>> BEGIN Excerpt
5 Intriguing Marriage Customs in Africa

5 intriguing marriage customs in Africa

Africa is a continent with many countries. In these countries lie various traditions; these traditions may be peculiar to a particular tribe or generally practiced by the country.

Here is a list of strange Marriage traditions practiced in Africa, in no specific order.

1. Two kids; down payment before marriage

In this marriage tradition, the bride is mandated to be impregnated by the groom after he pays 40 cattle to the Family. However, the bride must deliver two children as a sort of down payment before the marriage is officially finalized. Upon giving birth to her third child, the marriage proceedings are officially completed; if the bride fails to have two children, the husband is in the right to move for a divorce, take custody of the child or ask that the cattle paid as dowry be returned. This practice is carried out by the Nuer tribe of Sudan(southern); the essence of this practice by the Nuer people is to ascertain the continuity in the husband’s lineage by the wife.

2. The Kidnap of the Bride-to-be

In Ghana, particularly in the Frafra tribe, If a suitor is interested in a lady, the suitor’s family proceeds to kidnap the lady. She is held hostage in the home, with protection in the form of able-bodied men to avoid escape. In a bid to give information about the bride-to-be’s whereabouts, the suitor’s family would go to the lady’s family bearing gifts like tobacco, kola nuts, and guinea fowl.

Upon accepting the proposal, a dog, two goats, and about five guinea fowls are killed, seasoned, and cooked, then brought to the bride-to-be family in celebration of the successful proposal. The suitor’s family then proceeds to offer the dowry to the bride-to-be family; the dowry usually consists of money, kola nuts, guinea fowls, and four cattle. The cooked meat brought by the suitor’s family is shared and devoured by everyone; this simple act signifies that a new family tie has been established between two families. If the bride’s family, however, rejects the proposal, the suitor’s family then repeats the whole process repeatedly; to show how serious the suitor is about the bride-to-be, some families advise him to impregnate the lady.

3. The Fattening room

This is an old marriage ritual gradually fading into oblivion, practiced in Calabar and by the Efiks and Ibibios, all in Nigeria. This ancient practice believes that being fat is a fantastic pointer to wealth, fertility, prosperity as well as beauty and as such, young women who have reached puberty are taken into a room for ‘fattening up’ to prepare them for womanhood.
>> END Excerpt
>> BEGIN Data shown
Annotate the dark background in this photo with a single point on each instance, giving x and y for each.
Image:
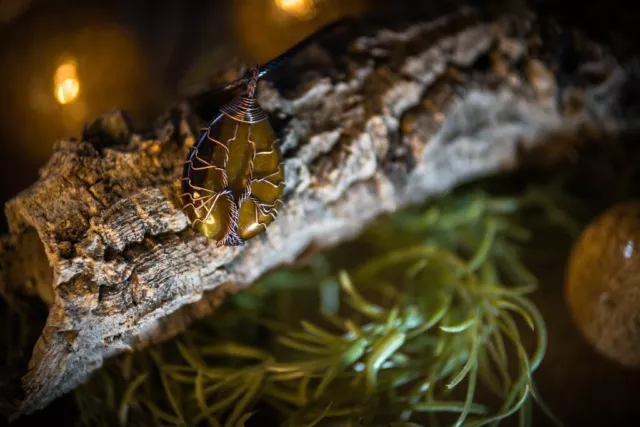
(143, 55)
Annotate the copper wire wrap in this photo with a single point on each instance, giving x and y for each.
(246, 108)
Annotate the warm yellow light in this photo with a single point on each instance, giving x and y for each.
(68, 91)
(67, 85)
(299, 8)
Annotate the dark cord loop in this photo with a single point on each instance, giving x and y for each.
(261, 71)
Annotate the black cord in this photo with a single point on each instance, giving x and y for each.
(283, 57)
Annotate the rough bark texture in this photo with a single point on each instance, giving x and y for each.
(399, 116)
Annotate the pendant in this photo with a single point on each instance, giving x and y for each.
(233, 179)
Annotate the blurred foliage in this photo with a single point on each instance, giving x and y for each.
(409, 323)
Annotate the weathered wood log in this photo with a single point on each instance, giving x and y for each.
(400, 116)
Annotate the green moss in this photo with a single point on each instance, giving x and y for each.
(418, 320)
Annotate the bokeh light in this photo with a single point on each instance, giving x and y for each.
(66, 83)
(303, 9)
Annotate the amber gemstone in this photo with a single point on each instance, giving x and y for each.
(233, 179)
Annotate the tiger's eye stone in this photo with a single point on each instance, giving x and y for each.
(233, 179)
(603, 284)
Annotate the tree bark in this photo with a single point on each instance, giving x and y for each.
(398, 116)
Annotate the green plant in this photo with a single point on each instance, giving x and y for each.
(409, 322)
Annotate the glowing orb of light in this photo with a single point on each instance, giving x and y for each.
(66, 83)
(299, 8)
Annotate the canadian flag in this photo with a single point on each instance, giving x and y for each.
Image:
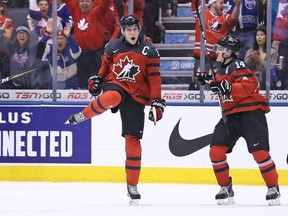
(280, 30)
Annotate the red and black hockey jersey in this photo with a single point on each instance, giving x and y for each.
(134, 68)
(245, 94)
(215, 27)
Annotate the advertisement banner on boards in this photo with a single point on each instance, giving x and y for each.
(37, 134)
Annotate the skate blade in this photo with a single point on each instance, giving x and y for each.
(134, 202)
(227, 201)
(274, 202)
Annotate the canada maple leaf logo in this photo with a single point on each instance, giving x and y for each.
(83, 25)
(126, 70)
(284, 12)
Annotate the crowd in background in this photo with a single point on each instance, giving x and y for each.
(93, 23)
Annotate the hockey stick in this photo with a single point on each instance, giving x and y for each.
(209, 56)
(7, 79)
(39, 53)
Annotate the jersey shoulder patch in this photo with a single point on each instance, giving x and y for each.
(237, 64)
(113, 46)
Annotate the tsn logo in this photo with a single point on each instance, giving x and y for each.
(15, 117)
(80, 95)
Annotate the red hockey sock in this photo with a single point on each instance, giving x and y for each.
(220, 165)
(267, 167)
(107, 100)
(133, 159)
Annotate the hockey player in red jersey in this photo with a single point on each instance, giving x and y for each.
(217, 24)
(130, 79)
(245, 109)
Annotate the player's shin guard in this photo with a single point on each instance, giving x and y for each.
(221, 170)
(268, 171)
(107, 100)
(220, 165)
(133, 166)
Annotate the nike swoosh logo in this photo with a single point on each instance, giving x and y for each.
(181, 147)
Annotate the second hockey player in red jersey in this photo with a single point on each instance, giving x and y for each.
(130, 79)
(245, 109)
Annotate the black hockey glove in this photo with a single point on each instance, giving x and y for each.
(157, 109)
(203, 76)
(95, 85)
(223, 87)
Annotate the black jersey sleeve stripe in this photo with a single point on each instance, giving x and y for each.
(153, 65)
(154, 74)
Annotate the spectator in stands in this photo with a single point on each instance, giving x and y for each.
(110, 22)
(280, 27)
(8, 30)
(63, 13)
(89, 34)
(16, 3)
(22, 55)
(256, 58)
(4, 56)
(39, 15)
(217, 25)
(68, 51)
(247, 24)
(138, 10)
(280, 39)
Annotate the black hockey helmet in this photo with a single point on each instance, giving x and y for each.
(230, 43)
(129, 20)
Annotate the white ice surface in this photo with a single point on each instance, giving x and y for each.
(105, 199)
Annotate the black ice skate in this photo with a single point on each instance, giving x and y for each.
(273, 196)
(133, 194)
(76, 118)
(225, 195)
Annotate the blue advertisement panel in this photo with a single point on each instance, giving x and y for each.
(37, 134)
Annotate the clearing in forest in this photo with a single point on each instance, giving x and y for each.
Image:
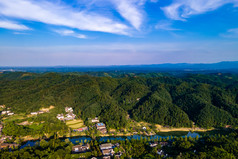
(75, 124)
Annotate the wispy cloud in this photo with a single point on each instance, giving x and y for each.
(231, 33)
(61, 15)
(66, 32)
(12, 25)
(182, 9)
(131, 10)
(165, 25)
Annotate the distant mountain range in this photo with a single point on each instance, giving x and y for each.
(231, 66)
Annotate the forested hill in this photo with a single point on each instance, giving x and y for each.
(207, 100)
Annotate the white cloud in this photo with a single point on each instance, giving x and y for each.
(12, 25)
(165, 25)
(66, 32)
(231, 33)
(182, 9)
(131, 10)
(60, 14)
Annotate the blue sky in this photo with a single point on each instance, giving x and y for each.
(117, 32)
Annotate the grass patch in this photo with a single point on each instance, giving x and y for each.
(173, 133)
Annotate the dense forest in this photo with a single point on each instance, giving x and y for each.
(208, 100)
(207, 147)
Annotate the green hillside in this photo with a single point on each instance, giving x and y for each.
(207, 100)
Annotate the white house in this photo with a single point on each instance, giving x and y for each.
(95, 120)
(60, 116)
(6, 112)
(68, 109)
(10, 113)
(34, 113)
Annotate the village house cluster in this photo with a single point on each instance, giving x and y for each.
(81, 129)
(69, 116)
(99, 126)
(4, 138)
(108, 152)
(36, 113)
(80, 148)
(6, 112)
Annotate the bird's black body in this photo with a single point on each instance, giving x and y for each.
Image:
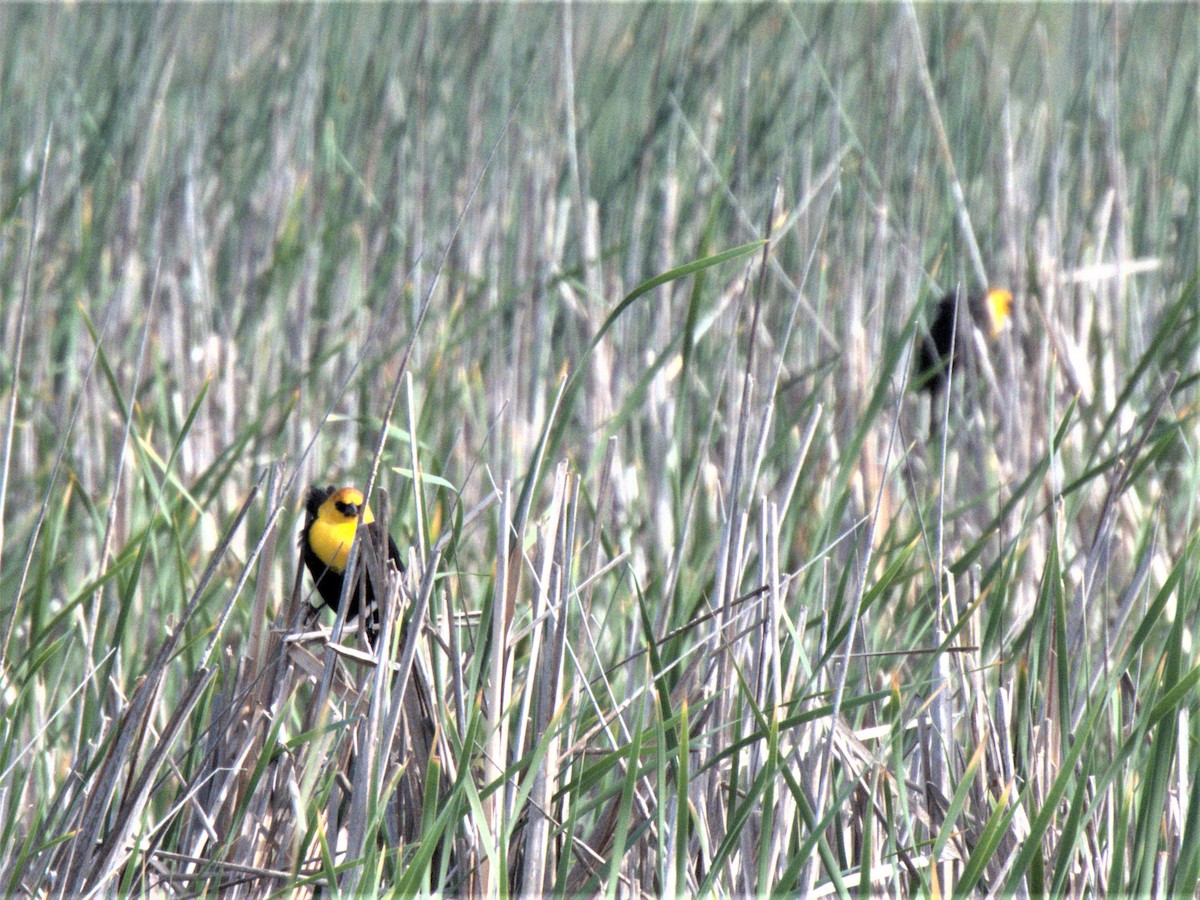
(329, 581)
(934, 357)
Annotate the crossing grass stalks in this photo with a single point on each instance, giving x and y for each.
(613, 310)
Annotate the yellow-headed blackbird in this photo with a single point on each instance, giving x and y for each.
(331, 520)
(990, 312)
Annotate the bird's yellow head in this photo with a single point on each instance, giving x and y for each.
(334, 525)
(1000, 310)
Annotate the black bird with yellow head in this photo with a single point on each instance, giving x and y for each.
(990, 311)
(331, 521)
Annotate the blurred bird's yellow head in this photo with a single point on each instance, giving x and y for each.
(335, 525)
(999, 304)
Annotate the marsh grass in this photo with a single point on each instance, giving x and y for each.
(613, 311)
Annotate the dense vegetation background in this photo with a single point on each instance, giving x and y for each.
(633, 291)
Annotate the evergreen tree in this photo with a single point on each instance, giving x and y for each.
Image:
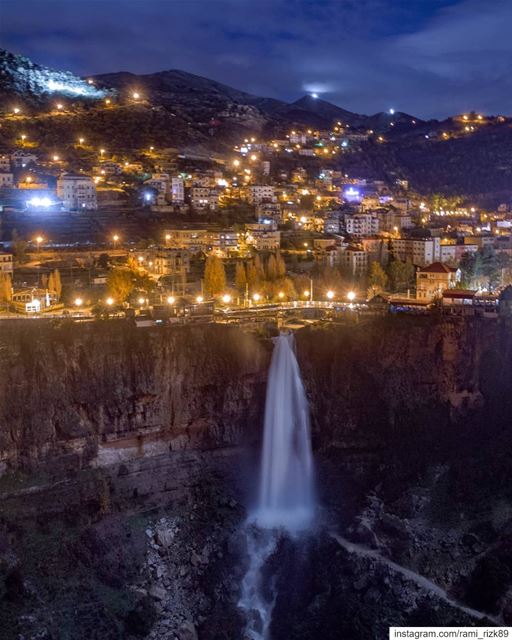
(19, 248)
(5, 287)
(378, 279)
(271, 268)
(57, 283)
(280, 265)
(240, 277)
(214, 276)
(51, 283)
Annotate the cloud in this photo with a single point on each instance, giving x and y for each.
(427, 58)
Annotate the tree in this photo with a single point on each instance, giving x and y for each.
(214, 276)
(271, 267)
(120, 284)
(5, 287)
(50, 283)
(280, 265)
(240, 277)
(378, 279)
(57, 283)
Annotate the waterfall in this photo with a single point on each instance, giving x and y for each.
(286, 480)
(286, 503)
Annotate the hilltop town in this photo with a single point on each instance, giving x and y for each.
(250, 217)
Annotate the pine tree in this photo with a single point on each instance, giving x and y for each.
(214, 276)
(240, 277)
(57, 283)
(271, 268)
(5, 287)
(378, 279)
(280, 265)
(51, 283)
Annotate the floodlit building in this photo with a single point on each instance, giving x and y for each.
(77, 192)
(421, 251)
(6, 180)
(260, 193)
(263, 237)
(431, 281)
(362, 224)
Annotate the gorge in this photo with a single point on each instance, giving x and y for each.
(128, 458)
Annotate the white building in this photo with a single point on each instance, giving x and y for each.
(421, 251)
(263, 237)
(260, 193)
(77, 192)
(177, 190)
(354, 261)
(202, 198)
(362, 224)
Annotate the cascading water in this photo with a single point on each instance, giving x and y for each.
(286, 503)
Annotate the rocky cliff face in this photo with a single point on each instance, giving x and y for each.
(133, 442)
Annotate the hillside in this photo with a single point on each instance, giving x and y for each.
(177, 109)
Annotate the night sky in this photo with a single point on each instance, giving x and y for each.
(426, 57)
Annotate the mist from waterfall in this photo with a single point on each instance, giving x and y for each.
(286, 502)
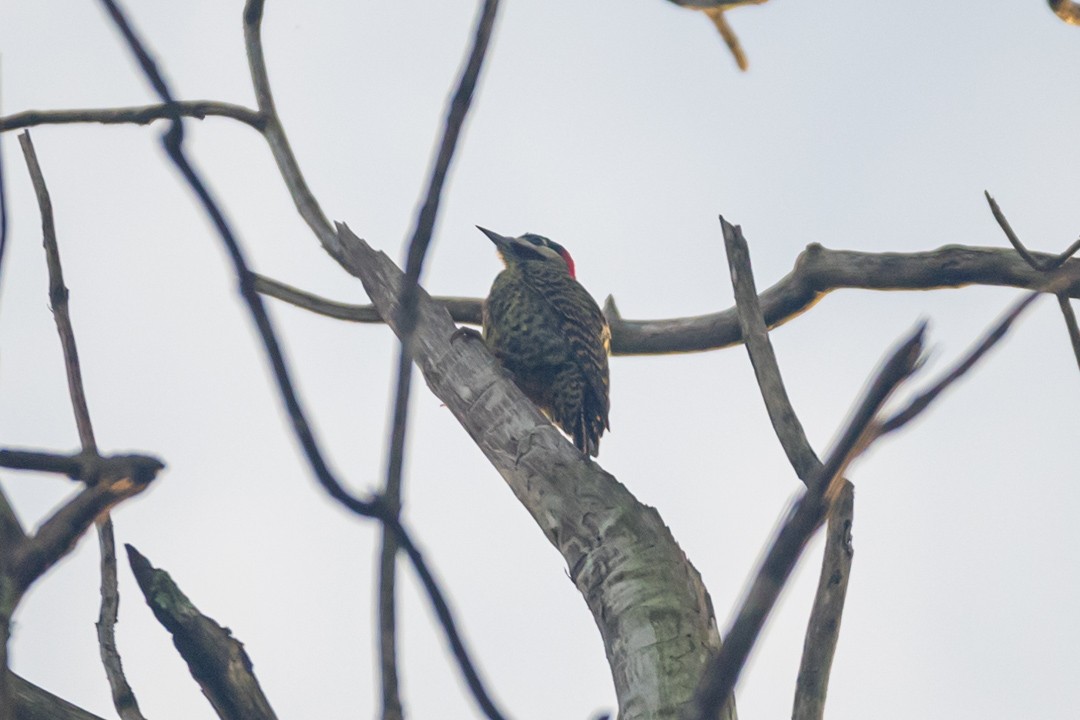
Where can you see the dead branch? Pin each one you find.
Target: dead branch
(1067, 10)
(818, 272)
(1047, 268)
(123, 697)
(173, 141)
(216, 660)
(138, 116)
(719, 678)
(417, 250)
(620, 555)
(809, 511)
(823, 628)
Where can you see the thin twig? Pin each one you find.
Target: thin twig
(215, 659)
(174, 146)
(1045, 267)
(3, 214)
(730, 39)
(1070, 324)
(823, 628)
(805, 518)
(89, 469)
(417, 252)
(463, 310)
(123, 696)
(1067, 10)
(766, 368)
(58, 298)
(861, 431)
(138, 116)
(58, 533)
(918, 404)
(274, 132)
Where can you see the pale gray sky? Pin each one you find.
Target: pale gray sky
(621, 130)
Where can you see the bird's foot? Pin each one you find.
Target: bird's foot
(467, 331)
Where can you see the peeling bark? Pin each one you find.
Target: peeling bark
(648, 600)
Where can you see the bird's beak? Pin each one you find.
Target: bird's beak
(500, 241)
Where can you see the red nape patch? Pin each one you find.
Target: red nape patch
(569, 261)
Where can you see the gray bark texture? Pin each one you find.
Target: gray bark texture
(648, 601)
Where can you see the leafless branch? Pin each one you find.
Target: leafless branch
(3, 214)
(58, 298)
(123, 697)
(917, 405)
(216, 660)
(138, 116)
(174, 146)
(463, 310)
(417, 250)
(32, 703)
(730, 39)
(274, 132)
(1070, 324)
(1044, 267)
(628, 568)
(860, 432)
(823, 628)
(89, 469)
(59, 532)
(818, 271)
(756, 338)
(804, 519)
(1067, 10)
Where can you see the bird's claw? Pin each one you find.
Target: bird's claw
(466, 331)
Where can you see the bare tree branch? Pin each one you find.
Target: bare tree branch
(730, 39)
(823, 629)
(32, 703)
(174, 146)
(216, 660)
(1067, 10)
(862, 430)
(719, 678)
(818, 271)
(138, 116)
(1048, 267)
(274, 132)
(57, 534)
(58, 298)
(417, 250)
(920, 402)
(761, 356)
(635, 579)
(81, 466)
(3, 214)
(123, 697)
(1070, 324)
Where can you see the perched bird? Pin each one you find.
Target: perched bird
(550, 336)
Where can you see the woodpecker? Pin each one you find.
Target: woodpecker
(550, 336)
>> END Data shown
Problems
1) Repeat the passage of the African marriage customs text between "2. The Kidnap" and "and guinea fowl.", inclusive.
2) Carry on with the African marriage customs text from the point where it stops.

Answers to the tasks
1)
2. The Kidnap of the Bride-to-be

In Ghana, particularly in the Frafra tribe, If a suitor is interested in a lady, the suitor’s family proceeds to kidnap the lady. She is held hostage in the home, with protection in the form of able-bodied men to avoid escape. In a bid to give information about the bride-to-be’s whereabouts, the suitor’s family would go to the lady’s family bearing gifts like tobacco, kola nuts, and guinea fowl.

2)
Once accepted into the fattening room, family members and friends of the ladies are prevented from seeing them, and the girls receive lectures from the elders(women) in the community on social, marital, and cultural etiquettes. They are mainly fed high content carbohydrates, which is to hasten the fattening process; beauty treatments are also given. Close to the end of the fattening process, the girls’ mothers come around to circumcise the girls; it is believed that the circumcision will keep them faithful in their marital home.

At the end of the ritual, a ceremony is held. The girls are shown off and incorporated back into society; family members, friends, and suitors come to celebrate as they watch the girls dance in their special attires. The ability of the girls to gain weight in the fattening room is a sign that they possess virtues like proven virginity and sexual purity.

4. The blessings in spitting

The Maasai tribe of Kenya practices a strange marriage ritual. The unions are usually arranged marriages by the elders of the two families without the consent of the mother or the bride-to-be. Once the mother receives a bull as a gift, she automatically denotes that one of her children is moving to their husband’s house, usually once the family pays the dowry.

On the wedding day, the father of the bride spits on the bride’s head and breasts; this signifies the father’s blessings as she progresses into another phase of life. The bridal train also performs a dance procession as she leaves her father’s house. As the procession continues, the groom’s family hurls insults at the bride; this is believed to destroy any bad luck she may encounter in her new home.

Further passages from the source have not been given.